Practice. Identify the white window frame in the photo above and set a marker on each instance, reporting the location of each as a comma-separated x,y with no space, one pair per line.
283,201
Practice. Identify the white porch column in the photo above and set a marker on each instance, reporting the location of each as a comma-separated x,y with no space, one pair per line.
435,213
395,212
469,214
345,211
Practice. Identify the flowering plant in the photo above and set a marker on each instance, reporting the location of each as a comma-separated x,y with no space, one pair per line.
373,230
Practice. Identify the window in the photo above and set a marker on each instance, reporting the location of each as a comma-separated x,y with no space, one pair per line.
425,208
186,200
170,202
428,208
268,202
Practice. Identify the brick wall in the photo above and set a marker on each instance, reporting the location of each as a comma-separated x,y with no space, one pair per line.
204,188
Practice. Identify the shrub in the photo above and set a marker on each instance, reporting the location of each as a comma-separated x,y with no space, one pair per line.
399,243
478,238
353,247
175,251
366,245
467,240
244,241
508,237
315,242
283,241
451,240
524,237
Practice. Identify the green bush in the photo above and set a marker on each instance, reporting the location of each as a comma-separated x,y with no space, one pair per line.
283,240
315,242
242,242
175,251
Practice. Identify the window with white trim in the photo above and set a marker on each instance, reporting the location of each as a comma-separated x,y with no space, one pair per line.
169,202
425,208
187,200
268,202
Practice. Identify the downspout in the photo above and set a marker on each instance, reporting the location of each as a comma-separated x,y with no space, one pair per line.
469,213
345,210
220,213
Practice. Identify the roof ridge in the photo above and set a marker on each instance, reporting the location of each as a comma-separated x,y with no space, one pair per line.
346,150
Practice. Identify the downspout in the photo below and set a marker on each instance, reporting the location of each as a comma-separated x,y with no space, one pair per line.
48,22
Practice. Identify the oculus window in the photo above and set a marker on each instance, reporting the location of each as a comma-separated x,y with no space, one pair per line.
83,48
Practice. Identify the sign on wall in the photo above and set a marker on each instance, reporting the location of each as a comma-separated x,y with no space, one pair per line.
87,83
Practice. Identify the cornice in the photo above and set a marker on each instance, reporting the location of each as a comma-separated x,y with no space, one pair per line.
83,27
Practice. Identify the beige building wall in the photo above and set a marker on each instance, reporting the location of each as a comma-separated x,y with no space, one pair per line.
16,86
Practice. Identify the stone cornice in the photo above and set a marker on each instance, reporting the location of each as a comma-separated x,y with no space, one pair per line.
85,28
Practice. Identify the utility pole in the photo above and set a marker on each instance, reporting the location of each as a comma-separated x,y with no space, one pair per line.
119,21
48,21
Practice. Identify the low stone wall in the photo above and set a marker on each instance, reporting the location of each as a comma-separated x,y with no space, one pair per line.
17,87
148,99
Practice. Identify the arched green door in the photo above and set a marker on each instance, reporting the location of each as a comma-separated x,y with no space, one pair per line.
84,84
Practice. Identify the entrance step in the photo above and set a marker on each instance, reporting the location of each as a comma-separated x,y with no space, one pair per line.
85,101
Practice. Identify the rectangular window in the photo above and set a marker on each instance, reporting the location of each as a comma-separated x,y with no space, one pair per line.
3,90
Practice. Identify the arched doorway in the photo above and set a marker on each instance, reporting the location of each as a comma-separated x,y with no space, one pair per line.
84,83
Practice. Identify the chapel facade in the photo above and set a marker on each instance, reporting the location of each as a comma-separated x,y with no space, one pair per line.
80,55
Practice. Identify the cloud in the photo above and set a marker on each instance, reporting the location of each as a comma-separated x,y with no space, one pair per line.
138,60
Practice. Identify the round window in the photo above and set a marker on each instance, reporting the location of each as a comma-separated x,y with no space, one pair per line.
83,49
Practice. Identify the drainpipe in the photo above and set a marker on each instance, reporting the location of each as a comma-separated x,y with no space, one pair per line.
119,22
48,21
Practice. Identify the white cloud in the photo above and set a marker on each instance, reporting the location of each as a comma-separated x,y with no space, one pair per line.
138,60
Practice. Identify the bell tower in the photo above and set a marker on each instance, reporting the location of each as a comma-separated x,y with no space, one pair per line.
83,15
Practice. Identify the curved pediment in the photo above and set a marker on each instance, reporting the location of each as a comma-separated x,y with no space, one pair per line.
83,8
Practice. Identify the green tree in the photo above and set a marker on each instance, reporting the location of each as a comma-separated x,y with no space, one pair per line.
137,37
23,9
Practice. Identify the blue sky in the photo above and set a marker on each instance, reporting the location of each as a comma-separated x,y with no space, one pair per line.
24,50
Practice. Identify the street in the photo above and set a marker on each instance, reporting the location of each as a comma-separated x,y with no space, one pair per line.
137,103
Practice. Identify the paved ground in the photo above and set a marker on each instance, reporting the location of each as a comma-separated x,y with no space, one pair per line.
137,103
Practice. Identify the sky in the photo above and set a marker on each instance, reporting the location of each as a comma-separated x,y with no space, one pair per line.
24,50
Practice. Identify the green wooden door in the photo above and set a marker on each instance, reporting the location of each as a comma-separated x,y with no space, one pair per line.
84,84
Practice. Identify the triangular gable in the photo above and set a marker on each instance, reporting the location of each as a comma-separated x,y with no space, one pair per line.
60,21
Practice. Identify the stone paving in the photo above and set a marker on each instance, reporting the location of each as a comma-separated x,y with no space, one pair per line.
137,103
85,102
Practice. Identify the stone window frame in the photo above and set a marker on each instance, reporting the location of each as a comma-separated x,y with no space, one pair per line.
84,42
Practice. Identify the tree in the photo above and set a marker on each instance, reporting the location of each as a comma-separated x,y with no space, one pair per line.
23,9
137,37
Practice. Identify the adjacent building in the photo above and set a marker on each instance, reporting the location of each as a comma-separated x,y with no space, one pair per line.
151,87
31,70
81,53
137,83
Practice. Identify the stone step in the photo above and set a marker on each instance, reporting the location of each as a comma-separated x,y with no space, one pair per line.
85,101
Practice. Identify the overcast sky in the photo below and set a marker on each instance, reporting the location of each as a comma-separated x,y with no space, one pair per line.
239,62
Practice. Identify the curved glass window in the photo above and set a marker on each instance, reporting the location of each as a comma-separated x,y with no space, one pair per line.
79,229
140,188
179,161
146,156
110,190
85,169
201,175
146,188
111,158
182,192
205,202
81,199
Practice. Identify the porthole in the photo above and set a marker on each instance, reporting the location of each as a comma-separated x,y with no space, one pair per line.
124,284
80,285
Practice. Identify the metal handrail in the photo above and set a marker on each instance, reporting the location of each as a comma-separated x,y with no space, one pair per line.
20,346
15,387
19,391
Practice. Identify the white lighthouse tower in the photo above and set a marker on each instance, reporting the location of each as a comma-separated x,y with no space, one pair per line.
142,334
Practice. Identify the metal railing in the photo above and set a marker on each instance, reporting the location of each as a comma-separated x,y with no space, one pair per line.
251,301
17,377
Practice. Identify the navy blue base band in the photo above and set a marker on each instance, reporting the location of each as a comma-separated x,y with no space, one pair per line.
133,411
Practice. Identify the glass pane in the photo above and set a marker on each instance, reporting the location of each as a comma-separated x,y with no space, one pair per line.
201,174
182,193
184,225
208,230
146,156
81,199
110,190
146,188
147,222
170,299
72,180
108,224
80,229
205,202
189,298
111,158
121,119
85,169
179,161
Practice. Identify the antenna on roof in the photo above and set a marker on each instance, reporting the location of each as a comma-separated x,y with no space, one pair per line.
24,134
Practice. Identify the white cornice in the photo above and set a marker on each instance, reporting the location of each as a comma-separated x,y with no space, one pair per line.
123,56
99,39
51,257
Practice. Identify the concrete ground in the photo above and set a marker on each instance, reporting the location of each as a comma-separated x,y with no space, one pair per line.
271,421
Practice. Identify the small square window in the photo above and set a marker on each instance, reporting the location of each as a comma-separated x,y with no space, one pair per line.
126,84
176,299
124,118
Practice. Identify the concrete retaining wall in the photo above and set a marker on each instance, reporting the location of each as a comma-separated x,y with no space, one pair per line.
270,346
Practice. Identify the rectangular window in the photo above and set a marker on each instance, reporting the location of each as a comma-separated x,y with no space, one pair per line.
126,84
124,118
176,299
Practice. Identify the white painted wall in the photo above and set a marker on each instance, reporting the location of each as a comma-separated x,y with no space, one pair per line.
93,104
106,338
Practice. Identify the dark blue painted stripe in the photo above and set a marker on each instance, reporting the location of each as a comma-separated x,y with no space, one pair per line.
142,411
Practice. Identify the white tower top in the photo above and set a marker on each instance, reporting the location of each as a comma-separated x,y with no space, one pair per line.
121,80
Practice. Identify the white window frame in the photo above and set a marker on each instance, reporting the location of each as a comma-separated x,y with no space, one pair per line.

☆ ☆ ☆

#### [SHORT TASK]
Extract, unchanged, the closing run of lines that opens with the line containing "Practice. Identify the dark" and ends with the last line.

#### [TASK ANSWER]
Practice. Identify the dark blue painted stripe in the photo above and set a marker on each instance, reporting the location of each as a comma-separated x,y with no space, one pair per line.
142,411
Practice. Identify the white tower top in the photo above and set a marker on each instance, reporting the location of each as a comma-separated x,y with no space, one pair per line.
121,80
Practice. Identify the white window frame in the photo above and set a marker on each instance, reporting the location of each as a comma-separated x,y with no space, one pair per line.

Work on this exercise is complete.